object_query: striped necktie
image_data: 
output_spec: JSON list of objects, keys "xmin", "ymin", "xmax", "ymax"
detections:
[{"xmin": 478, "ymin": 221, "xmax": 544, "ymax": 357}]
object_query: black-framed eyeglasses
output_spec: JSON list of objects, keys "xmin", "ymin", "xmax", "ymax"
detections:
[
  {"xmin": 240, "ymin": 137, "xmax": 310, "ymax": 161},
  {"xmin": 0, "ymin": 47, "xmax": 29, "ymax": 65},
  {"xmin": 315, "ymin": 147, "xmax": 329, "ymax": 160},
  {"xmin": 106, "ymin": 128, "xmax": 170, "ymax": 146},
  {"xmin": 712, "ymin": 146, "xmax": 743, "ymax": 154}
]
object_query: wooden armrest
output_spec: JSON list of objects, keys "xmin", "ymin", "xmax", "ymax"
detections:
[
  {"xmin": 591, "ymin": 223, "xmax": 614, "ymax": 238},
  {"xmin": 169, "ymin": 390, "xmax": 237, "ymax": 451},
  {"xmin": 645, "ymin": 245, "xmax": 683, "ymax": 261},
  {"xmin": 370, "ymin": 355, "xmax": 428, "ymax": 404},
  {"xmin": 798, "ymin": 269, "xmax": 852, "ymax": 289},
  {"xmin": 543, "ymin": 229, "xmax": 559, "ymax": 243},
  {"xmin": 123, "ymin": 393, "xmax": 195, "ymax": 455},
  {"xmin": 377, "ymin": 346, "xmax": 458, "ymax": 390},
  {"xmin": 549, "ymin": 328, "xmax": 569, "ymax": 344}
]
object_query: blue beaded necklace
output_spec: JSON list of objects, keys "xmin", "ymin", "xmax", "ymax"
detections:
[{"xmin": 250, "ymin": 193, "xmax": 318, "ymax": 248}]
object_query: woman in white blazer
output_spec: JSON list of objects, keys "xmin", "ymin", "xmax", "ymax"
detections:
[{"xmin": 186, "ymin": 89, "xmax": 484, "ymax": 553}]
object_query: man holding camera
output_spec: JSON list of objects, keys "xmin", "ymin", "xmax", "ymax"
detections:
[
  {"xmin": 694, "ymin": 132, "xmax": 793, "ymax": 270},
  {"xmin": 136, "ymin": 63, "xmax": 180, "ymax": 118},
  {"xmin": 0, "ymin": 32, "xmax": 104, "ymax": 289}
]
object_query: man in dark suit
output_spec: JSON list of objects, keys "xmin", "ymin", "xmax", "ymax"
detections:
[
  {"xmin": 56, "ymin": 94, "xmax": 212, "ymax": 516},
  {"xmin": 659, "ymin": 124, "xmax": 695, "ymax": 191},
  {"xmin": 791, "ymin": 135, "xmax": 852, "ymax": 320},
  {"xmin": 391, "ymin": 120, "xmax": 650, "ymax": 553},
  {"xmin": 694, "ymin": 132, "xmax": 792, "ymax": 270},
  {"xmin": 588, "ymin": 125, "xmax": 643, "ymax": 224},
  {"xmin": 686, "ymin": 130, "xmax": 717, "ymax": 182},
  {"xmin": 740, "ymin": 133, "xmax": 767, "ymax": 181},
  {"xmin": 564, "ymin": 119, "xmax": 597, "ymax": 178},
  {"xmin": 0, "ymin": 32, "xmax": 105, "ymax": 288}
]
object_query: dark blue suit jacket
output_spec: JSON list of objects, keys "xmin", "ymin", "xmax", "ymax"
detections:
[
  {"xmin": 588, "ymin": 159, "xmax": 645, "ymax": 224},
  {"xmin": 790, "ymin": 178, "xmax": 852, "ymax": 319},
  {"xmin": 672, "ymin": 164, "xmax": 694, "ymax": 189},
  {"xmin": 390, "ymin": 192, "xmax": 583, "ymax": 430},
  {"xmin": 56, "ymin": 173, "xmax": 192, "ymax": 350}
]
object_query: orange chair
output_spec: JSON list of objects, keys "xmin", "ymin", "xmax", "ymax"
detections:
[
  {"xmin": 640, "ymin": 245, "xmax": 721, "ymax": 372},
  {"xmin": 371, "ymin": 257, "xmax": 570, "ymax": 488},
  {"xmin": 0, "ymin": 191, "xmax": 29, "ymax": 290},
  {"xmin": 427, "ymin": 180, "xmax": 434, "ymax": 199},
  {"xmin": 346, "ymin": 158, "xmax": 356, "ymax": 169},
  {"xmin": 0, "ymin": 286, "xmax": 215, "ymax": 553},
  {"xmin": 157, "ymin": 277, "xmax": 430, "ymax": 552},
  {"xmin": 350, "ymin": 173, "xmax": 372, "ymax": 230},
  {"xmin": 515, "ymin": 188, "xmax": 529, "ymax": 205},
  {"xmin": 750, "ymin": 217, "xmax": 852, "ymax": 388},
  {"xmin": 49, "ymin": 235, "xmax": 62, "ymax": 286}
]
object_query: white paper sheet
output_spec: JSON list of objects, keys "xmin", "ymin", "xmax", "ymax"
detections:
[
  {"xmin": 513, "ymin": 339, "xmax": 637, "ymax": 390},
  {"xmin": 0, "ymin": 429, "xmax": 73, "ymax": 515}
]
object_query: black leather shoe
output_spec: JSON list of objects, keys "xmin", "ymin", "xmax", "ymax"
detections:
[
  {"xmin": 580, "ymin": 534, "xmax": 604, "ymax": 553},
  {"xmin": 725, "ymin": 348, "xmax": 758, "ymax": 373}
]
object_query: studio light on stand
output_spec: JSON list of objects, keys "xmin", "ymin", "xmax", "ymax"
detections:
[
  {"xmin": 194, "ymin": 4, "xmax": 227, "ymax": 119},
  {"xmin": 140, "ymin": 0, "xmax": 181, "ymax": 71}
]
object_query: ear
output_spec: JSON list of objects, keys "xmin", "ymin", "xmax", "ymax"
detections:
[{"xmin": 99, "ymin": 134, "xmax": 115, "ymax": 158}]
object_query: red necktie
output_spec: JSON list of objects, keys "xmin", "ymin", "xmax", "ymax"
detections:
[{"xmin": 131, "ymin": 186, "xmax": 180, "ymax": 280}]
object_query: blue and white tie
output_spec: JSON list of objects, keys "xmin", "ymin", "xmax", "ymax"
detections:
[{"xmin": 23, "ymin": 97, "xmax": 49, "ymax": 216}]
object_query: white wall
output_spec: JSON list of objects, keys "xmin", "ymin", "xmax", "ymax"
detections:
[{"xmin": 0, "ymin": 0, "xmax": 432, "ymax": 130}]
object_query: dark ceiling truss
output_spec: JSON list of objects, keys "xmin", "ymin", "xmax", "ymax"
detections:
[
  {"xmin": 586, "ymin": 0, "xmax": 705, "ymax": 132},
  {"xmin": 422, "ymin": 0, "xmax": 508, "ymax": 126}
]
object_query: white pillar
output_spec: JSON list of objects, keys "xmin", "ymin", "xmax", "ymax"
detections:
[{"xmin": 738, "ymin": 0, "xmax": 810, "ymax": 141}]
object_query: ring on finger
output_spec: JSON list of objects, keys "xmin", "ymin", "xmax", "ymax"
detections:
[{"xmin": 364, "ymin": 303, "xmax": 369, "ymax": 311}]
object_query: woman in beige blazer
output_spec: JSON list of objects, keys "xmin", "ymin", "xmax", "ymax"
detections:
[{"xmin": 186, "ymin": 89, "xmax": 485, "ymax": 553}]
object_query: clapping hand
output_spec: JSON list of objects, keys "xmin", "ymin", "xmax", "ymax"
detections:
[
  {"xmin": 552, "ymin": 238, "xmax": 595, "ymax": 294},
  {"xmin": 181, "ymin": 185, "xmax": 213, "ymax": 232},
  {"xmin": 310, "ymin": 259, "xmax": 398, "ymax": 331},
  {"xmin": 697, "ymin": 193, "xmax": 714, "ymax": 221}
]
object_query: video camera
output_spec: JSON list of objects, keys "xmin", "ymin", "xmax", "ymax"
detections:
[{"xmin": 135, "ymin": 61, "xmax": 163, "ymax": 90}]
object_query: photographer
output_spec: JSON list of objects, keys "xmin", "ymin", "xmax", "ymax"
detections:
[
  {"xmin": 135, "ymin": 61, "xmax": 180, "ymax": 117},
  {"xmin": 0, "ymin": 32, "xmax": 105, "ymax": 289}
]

·····

● **What you need to do**: All lines from the one that contains "object_query: photographer" through the end of the material are to be quoted exactly, with both ends included.

● **Output for this exercise**:
object_query: photographer
output_spec: JSON list of objects, keys "xmin", "ymin", "xmax", "ymax"
detections:
[
  {"xmin": 135, "ymin": 61, "xmax": 180, "ymax": 117},
  {"xmin": 0, "ymin": 32, "xmax": 105, "ymax": 289}
]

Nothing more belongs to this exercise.